-- Written instruction --
How many lines in the listing below contain the string "tree"? Case counts; reply with only the number.

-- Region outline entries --

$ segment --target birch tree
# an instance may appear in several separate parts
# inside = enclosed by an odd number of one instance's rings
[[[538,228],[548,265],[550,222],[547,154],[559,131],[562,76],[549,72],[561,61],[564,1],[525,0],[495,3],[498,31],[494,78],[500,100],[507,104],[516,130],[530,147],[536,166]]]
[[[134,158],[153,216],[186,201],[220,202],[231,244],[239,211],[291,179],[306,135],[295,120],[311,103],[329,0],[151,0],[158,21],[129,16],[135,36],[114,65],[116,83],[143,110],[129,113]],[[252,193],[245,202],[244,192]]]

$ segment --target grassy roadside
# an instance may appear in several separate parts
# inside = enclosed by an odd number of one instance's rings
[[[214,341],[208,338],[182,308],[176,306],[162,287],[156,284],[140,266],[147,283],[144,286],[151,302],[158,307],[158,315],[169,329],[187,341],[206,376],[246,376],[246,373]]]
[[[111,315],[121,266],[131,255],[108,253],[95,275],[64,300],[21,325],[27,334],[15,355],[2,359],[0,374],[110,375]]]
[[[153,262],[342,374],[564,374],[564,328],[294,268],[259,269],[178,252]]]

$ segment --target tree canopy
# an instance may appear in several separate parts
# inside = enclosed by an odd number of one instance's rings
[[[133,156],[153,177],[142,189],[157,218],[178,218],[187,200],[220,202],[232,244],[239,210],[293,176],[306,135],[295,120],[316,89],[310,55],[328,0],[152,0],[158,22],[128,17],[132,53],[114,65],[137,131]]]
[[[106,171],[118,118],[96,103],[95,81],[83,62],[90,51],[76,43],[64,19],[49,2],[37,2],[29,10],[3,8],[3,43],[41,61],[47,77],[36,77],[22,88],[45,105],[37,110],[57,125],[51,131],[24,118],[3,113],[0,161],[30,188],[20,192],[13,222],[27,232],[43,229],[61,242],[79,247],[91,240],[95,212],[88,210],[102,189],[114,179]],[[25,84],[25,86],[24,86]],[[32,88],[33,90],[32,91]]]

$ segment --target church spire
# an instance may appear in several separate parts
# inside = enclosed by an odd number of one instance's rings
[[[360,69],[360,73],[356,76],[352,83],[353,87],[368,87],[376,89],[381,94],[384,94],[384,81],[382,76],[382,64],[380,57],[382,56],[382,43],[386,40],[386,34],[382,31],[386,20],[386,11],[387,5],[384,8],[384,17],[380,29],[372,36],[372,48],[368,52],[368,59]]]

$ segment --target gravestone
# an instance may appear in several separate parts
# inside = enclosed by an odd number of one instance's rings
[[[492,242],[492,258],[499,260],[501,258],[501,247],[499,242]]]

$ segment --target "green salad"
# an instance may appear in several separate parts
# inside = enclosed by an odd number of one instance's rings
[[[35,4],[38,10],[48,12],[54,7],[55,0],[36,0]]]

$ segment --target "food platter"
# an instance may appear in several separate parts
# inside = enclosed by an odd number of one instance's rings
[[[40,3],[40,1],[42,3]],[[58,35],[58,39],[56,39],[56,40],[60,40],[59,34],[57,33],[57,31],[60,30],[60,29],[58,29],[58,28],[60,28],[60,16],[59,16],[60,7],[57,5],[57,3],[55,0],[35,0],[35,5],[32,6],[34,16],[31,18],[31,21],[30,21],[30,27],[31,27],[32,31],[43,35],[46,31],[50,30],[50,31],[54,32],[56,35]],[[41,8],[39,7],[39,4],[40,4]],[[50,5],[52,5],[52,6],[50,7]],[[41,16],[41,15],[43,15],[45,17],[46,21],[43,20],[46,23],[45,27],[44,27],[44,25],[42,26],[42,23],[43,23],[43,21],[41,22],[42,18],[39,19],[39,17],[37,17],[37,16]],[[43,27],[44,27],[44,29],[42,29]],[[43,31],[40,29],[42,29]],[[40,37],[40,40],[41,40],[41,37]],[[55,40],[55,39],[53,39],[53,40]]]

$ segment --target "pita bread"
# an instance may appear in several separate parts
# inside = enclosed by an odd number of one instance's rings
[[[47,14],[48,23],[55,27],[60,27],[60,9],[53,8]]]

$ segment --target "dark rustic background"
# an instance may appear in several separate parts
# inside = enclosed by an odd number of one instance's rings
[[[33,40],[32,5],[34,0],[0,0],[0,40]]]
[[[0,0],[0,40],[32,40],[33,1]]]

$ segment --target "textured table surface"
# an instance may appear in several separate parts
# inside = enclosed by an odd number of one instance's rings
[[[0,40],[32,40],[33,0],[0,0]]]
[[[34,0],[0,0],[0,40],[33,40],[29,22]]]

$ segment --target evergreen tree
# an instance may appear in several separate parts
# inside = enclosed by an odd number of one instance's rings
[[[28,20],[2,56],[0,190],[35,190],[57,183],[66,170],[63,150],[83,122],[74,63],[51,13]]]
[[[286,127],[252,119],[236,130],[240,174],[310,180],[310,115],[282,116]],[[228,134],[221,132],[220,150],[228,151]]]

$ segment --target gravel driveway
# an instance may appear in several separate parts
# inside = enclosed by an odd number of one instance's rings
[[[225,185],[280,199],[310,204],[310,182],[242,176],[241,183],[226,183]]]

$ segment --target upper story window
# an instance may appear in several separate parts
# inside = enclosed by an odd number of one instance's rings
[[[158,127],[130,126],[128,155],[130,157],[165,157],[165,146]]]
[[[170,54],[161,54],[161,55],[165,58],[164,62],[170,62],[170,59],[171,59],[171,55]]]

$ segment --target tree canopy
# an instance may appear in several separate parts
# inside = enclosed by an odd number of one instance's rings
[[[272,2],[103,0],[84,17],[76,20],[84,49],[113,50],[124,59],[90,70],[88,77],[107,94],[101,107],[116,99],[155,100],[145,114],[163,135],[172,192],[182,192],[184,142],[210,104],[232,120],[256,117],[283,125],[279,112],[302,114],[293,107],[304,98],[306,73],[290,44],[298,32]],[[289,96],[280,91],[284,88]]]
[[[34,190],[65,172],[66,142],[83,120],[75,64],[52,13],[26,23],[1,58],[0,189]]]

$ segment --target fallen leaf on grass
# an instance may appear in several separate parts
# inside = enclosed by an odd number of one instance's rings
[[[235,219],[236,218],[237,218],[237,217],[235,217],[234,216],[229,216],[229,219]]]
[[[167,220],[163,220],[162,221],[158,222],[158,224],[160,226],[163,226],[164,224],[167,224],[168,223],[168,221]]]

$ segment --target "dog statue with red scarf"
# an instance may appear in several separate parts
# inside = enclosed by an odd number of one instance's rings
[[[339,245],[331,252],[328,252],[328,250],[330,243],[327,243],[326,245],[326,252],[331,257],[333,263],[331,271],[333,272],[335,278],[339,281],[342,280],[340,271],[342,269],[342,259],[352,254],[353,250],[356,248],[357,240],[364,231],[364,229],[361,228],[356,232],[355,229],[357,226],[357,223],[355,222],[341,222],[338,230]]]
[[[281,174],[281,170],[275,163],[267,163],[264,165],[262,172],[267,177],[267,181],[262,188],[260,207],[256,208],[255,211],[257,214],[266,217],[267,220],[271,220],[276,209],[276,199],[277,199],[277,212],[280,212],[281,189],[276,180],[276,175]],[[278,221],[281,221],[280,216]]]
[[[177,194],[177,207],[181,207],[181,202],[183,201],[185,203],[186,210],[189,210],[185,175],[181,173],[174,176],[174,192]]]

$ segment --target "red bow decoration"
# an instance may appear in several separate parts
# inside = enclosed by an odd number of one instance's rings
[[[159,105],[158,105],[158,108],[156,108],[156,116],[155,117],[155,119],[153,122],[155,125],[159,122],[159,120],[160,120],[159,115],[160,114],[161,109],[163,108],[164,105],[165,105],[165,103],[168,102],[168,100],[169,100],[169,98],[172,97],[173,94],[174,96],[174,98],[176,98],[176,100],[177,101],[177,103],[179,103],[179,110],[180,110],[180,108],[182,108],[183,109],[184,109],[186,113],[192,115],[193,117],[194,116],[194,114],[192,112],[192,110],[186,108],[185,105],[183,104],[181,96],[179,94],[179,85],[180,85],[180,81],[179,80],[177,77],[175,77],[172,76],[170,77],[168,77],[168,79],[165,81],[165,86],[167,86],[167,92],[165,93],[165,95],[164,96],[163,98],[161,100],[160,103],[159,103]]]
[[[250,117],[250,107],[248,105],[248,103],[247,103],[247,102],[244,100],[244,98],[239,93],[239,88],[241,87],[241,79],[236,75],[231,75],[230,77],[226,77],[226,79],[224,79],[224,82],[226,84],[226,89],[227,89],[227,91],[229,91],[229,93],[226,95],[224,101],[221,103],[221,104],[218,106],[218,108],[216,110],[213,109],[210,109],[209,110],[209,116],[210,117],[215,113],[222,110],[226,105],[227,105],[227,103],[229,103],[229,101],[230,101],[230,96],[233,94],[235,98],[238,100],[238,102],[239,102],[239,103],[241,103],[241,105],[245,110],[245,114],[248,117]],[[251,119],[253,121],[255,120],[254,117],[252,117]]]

-- Result below --
4